## Task prompt
Extract every line of the listing that contains the string "work", taking letter case into account.

## Supplied records
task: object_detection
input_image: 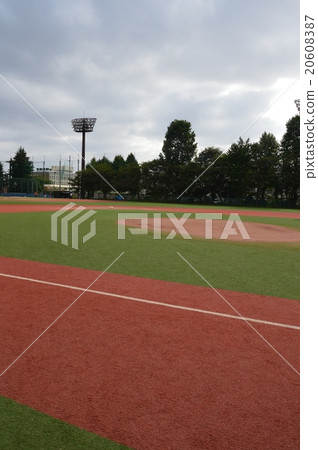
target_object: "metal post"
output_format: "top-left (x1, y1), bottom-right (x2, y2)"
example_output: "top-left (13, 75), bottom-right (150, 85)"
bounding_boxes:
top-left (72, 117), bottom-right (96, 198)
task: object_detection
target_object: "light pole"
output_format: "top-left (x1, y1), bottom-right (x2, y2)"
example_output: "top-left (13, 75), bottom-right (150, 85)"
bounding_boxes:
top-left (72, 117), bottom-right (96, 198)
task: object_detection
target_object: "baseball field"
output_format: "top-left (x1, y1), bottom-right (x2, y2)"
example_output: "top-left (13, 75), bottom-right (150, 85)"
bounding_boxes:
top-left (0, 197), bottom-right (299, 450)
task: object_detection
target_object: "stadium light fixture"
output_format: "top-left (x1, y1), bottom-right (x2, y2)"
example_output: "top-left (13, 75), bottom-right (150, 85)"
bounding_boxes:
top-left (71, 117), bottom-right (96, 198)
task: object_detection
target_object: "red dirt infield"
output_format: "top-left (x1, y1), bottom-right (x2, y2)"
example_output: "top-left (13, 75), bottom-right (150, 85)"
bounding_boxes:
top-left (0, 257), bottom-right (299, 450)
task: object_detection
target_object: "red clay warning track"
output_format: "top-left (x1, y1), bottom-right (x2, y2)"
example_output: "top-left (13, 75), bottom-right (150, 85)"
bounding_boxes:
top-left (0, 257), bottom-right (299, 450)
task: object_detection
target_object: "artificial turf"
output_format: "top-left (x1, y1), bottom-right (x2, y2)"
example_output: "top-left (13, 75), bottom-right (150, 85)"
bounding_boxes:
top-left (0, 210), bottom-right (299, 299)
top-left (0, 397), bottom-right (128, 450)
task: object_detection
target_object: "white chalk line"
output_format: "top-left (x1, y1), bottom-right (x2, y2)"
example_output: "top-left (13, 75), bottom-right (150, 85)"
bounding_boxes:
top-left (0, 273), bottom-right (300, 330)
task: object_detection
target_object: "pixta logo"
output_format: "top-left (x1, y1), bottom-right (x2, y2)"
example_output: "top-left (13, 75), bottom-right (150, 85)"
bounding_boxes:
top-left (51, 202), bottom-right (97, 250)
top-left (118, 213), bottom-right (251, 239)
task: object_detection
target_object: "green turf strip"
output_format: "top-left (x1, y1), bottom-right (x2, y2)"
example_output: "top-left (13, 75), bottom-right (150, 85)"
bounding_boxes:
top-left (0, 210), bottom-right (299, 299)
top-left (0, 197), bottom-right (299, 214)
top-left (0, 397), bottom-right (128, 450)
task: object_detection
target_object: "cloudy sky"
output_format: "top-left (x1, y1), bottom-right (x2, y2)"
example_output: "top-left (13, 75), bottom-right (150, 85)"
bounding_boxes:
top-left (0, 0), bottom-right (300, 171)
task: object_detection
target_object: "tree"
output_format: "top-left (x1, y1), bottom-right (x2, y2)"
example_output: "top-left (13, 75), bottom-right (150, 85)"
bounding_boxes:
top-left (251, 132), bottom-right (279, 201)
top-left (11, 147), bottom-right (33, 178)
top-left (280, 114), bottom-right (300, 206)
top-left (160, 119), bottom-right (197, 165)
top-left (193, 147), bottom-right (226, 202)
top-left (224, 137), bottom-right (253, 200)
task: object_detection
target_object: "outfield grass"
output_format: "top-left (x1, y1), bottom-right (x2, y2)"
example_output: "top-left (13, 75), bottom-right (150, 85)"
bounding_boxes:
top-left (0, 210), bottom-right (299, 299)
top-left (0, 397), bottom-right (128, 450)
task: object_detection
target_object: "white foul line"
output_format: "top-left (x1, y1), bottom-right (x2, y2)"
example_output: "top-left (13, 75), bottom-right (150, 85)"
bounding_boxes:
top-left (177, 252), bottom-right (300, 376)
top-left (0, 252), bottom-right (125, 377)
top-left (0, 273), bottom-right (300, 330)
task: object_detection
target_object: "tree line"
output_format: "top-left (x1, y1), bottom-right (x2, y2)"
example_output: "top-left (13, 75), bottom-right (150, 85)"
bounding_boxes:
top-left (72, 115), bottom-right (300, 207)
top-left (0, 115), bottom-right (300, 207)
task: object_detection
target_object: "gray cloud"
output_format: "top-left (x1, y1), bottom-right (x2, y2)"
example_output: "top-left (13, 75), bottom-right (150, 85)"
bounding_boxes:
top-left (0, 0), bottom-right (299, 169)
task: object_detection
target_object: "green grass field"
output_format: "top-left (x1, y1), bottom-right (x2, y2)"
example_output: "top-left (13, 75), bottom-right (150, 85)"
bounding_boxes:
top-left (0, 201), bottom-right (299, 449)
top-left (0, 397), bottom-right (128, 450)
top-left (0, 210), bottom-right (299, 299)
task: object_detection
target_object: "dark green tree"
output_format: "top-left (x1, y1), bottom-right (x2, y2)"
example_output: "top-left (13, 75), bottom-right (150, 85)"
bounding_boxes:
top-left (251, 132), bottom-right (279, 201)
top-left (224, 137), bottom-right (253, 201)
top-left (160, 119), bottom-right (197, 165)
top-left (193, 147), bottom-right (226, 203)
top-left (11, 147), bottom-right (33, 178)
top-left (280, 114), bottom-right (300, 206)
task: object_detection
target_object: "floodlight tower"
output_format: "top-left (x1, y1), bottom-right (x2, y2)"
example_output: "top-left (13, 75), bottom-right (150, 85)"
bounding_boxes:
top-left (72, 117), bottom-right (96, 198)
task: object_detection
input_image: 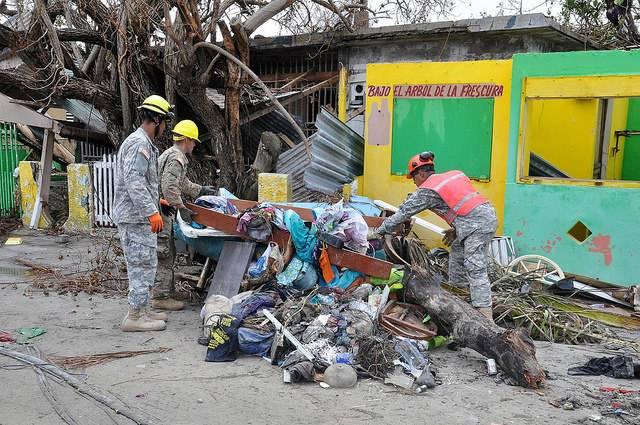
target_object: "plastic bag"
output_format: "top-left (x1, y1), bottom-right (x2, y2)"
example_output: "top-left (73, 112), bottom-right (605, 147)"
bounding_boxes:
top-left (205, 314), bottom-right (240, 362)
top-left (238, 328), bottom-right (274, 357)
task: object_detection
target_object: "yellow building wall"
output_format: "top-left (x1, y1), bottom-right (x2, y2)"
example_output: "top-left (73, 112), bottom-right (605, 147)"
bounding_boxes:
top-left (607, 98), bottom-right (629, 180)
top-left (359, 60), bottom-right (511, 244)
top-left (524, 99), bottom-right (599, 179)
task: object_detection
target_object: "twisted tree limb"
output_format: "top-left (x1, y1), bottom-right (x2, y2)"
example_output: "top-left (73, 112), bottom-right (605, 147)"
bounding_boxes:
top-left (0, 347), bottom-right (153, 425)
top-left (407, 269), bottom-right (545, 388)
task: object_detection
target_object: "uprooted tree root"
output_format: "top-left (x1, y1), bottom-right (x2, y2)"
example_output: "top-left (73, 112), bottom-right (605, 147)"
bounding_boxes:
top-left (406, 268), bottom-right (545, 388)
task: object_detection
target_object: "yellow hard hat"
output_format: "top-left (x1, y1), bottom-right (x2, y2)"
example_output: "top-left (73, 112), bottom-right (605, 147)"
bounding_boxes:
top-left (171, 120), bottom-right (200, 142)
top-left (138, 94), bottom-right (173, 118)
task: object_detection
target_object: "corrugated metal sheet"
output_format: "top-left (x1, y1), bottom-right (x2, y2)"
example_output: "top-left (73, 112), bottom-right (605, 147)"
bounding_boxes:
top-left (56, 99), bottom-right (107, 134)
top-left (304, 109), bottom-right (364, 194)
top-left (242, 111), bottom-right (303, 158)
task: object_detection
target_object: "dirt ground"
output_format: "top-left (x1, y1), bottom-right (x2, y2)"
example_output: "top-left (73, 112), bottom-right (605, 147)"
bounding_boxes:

--

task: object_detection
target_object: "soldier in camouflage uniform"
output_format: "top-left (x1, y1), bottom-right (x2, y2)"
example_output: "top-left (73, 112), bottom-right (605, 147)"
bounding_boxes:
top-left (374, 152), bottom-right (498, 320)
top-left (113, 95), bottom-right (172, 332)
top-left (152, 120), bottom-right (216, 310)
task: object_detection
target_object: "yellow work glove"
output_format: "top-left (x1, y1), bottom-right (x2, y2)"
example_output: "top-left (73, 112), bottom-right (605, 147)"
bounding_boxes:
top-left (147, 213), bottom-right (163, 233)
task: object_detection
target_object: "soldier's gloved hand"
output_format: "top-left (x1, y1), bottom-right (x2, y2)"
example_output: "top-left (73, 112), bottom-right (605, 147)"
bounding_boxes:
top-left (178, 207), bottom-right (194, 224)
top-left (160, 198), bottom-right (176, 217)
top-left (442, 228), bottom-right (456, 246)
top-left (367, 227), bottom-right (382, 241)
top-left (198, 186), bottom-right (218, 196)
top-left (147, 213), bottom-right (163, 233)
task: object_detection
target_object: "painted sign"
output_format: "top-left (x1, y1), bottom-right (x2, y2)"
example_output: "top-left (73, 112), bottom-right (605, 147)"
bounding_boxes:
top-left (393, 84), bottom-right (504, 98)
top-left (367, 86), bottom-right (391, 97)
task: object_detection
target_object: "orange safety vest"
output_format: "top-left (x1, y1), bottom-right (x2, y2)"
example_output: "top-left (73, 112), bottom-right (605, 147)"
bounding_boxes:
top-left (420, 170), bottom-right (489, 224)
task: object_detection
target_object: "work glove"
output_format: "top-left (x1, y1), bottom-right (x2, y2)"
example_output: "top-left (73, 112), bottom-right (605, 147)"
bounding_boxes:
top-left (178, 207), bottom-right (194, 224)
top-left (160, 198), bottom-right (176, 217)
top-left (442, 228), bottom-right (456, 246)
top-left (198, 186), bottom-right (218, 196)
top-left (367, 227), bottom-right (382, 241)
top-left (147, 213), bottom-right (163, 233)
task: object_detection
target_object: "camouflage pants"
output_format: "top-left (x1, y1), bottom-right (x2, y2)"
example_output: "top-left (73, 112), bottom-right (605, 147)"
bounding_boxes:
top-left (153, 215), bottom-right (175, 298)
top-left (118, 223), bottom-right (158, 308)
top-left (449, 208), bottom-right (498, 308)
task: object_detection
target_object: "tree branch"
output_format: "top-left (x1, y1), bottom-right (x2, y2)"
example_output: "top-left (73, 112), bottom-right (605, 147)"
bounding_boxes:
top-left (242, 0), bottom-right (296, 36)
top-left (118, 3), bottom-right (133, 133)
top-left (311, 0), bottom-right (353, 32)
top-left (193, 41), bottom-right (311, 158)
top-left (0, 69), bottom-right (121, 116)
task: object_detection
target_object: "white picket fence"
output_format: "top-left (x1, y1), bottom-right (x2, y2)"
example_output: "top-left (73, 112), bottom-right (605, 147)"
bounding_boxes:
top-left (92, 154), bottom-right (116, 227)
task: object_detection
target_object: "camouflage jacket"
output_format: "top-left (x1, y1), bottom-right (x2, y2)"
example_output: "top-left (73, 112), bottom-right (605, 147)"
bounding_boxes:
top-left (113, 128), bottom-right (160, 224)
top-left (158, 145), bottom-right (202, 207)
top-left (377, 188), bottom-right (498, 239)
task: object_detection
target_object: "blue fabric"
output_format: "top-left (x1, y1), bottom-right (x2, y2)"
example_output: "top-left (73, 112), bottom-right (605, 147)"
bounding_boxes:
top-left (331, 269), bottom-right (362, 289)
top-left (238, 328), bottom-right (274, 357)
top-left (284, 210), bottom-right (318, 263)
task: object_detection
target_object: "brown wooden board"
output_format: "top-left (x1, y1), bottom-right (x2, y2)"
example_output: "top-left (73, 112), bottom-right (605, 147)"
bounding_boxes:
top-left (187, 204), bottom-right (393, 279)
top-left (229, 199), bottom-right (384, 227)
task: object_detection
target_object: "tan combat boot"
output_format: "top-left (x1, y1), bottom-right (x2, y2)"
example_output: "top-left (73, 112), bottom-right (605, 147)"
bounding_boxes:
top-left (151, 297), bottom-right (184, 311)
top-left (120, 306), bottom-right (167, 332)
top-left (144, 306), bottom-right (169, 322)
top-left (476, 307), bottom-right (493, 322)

## Output for this task
target_object: "yellow work glove"
target_object: "work glove"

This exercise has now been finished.